- Reading text:
I think my initial readings are off slightly. The standard with the set (NOS Mitutoyos) had some rust on it that I think could have affected the accuracy of zero. I did set the dial bore gauge off that mic after taking readings. They do appear to be consistent. I spoke with MAHLEs tech support, and they recommended using OEM clearance ranges. They said the 0.001 per inch of journal is a rule of thumb from the 50s, which doesn’t necessarily apply with modern technology/metals and oils. Even for 700 hp, they would consider it a standard use of the bearing. I guess race is in the thousands of HP for them.

Basically, I’ll double check and if they’re all within the factory spec I’m going to mock it up and check to see how it spins. If everything looks good, I’ll just send it.

- Task to carry out: According to the bearing clearance post, why did MAHLE's tech support recommend OEM clearance ranges instead of 0.001 per inch of journal? Answer in one to three sentences.

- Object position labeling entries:

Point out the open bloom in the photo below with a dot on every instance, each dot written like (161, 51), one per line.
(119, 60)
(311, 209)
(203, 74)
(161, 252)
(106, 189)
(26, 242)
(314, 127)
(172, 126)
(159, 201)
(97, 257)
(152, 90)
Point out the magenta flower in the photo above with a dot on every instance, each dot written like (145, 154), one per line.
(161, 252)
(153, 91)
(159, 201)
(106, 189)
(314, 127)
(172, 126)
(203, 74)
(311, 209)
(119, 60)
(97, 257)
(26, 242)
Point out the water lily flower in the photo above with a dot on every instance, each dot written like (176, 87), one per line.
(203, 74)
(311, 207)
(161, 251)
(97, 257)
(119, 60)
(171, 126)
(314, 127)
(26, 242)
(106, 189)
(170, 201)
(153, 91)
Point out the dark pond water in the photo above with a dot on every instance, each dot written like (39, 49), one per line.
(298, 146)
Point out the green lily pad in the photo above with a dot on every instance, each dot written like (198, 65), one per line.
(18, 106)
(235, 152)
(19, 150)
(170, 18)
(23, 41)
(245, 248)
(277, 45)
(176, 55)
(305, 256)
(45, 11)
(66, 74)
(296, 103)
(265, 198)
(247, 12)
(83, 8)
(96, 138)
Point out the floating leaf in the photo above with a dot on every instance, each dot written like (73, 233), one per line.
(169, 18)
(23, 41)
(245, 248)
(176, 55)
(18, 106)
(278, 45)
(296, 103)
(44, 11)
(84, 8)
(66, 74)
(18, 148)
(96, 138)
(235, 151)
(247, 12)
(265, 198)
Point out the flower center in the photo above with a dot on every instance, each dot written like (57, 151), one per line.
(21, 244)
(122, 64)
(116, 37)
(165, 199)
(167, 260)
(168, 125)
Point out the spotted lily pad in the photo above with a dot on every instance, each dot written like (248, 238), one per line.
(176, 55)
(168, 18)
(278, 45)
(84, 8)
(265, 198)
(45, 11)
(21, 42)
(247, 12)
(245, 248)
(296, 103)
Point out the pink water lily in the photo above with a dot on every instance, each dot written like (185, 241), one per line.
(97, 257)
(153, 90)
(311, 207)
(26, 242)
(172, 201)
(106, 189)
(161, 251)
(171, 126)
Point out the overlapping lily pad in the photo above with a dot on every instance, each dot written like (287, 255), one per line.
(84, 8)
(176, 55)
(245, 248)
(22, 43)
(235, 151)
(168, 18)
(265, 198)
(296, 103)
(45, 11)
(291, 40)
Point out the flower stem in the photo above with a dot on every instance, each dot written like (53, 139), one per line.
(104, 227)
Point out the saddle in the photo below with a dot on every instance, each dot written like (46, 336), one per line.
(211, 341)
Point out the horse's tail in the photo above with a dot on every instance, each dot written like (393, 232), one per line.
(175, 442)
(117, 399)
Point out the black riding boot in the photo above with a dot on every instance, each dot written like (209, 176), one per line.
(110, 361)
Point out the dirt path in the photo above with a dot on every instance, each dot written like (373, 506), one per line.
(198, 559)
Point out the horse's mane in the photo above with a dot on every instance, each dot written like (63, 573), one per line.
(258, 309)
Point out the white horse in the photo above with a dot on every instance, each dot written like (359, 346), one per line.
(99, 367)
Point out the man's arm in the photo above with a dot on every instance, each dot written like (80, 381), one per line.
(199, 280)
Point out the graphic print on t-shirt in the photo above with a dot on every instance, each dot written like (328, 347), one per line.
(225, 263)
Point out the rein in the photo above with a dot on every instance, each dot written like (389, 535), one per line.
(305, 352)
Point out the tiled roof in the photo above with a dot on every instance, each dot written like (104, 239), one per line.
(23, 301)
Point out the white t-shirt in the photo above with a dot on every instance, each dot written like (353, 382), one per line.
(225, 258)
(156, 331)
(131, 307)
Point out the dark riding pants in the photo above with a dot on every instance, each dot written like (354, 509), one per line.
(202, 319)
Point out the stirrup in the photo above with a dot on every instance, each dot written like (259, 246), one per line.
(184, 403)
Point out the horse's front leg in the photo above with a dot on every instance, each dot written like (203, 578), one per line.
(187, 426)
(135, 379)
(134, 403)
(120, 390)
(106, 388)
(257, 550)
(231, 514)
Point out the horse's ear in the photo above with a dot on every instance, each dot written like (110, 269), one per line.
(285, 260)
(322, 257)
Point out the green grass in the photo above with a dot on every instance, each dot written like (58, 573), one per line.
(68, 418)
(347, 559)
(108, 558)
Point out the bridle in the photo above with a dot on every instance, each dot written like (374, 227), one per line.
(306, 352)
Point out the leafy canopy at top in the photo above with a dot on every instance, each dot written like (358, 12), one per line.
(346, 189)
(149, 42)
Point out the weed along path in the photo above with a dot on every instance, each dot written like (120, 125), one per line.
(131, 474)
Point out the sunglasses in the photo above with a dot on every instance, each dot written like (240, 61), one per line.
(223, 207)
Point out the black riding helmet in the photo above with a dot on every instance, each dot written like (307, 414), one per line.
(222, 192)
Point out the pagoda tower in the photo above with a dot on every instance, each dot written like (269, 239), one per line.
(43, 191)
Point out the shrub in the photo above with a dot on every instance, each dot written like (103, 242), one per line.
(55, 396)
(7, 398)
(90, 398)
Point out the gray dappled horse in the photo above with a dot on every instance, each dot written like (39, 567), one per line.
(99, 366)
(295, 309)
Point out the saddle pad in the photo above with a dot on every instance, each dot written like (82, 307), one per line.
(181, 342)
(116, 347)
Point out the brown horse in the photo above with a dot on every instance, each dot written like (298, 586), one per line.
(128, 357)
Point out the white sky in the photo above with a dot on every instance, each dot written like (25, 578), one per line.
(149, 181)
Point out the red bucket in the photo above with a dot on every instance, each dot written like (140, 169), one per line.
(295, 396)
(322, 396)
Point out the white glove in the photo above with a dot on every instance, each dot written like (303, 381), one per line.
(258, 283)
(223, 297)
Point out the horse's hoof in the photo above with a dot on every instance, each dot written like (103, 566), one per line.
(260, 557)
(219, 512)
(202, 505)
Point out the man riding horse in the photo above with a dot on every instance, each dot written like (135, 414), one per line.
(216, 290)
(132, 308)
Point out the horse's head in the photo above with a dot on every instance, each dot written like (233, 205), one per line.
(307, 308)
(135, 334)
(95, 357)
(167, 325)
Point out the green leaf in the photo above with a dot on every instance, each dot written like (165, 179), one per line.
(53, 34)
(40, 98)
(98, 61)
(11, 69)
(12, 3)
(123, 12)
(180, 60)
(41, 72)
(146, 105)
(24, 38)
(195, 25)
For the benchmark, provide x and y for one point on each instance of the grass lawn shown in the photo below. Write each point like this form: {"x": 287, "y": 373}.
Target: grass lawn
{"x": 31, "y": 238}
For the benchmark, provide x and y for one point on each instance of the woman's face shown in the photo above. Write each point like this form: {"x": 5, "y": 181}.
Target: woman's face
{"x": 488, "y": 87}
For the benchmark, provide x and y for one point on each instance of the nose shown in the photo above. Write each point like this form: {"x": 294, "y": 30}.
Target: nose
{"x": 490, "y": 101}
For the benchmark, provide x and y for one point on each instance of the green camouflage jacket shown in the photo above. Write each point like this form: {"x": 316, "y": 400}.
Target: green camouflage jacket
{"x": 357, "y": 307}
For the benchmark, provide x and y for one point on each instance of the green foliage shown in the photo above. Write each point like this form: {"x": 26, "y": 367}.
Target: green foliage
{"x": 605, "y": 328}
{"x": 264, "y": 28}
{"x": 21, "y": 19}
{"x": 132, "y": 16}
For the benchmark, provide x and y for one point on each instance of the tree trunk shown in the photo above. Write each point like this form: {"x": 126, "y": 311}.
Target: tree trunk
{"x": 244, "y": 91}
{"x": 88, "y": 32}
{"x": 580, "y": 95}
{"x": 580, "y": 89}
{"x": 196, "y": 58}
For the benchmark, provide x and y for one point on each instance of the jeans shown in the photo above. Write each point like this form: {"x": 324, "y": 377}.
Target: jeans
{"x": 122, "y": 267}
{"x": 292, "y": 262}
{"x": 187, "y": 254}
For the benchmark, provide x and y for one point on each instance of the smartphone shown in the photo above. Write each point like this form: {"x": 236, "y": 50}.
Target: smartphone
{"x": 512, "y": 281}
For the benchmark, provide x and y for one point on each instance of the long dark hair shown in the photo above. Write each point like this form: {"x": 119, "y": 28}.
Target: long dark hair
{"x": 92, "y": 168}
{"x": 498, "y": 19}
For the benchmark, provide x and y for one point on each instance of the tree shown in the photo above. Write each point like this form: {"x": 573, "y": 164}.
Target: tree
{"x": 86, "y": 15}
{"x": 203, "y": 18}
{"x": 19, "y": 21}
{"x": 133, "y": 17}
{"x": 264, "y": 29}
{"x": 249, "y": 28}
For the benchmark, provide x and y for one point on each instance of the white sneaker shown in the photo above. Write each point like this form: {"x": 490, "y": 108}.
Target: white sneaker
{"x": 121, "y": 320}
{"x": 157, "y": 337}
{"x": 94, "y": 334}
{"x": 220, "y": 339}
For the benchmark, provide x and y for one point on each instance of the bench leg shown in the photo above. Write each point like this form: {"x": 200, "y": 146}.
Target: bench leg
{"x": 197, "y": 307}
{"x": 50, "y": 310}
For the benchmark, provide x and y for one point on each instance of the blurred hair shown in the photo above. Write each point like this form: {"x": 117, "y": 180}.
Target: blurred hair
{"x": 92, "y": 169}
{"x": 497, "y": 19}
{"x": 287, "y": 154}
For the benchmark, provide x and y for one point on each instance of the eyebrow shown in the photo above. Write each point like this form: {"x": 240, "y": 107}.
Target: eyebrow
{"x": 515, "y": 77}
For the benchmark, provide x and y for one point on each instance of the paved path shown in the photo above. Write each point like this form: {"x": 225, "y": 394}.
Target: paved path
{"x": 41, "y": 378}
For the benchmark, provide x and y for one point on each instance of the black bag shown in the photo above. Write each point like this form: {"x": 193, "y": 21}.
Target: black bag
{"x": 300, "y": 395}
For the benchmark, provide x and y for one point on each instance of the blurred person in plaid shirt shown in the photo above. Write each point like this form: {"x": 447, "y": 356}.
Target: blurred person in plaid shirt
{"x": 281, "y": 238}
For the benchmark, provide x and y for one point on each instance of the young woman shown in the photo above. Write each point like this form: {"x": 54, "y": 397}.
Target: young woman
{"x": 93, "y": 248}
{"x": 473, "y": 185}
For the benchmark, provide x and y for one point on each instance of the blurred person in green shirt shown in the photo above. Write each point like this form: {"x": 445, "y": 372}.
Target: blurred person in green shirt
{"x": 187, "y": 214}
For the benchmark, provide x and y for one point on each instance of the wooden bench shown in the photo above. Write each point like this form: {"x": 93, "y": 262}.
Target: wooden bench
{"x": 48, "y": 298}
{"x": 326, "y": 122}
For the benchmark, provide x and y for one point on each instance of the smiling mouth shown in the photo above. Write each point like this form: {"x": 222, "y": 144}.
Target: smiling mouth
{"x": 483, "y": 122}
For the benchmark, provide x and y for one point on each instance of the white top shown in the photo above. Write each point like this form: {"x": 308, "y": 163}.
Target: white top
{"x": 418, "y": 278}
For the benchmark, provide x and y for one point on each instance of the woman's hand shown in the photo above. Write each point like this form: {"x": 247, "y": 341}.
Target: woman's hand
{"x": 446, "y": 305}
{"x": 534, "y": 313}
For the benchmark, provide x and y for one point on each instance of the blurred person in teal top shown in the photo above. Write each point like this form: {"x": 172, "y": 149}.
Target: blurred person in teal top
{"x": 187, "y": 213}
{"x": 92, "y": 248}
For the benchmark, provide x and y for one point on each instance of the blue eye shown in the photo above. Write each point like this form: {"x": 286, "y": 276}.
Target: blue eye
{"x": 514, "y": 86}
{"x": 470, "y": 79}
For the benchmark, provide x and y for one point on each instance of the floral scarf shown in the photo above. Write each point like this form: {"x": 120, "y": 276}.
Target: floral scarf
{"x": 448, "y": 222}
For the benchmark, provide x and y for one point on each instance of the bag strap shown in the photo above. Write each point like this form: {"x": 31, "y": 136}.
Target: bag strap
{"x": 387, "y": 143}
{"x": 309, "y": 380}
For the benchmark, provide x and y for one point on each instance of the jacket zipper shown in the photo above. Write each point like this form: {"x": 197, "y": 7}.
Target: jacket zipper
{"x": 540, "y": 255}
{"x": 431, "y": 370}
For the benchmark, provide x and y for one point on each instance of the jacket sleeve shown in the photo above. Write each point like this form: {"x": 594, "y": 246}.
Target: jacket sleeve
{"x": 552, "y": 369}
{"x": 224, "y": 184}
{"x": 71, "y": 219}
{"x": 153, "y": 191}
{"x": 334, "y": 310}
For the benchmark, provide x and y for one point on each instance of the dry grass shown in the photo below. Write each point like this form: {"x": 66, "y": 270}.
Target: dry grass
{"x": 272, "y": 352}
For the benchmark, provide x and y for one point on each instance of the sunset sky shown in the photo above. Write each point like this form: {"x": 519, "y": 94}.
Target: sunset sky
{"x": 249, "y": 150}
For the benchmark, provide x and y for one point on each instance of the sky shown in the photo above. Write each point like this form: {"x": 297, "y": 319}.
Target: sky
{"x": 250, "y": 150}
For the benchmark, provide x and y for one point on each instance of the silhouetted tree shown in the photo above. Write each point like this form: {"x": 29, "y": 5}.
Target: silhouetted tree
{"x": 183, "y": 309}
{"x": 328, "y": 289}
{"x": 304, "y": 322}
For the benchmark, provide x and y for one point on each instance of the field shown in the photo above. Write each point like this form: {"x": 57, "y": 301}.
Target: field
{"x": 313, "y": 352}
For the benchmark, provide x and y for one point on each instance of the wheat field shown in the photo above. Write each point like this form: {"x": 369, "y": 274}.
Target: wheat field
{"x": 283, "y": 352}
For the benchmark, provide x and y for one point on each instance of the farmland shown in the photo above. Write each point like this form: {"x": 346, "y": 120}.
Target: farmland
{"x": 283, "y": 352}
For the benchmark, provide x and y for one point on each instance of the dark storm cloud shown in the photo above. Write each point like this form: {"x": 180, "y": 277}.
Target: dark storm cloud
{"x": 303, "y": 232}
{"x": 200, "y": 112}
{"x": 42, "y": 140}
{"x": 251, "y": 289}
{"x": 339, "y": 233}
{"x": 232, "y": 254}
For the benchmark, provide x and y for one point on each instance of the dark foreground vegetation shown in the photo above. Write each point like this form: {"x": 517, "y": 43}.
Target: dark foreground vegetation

- The reply: They said the 0.001 per inch of journal figure is a rule of thumb from the 50s that doesn't necessarily apply with modern technology, metals and oils. They also considered even 700 hp a standard use of the bearing.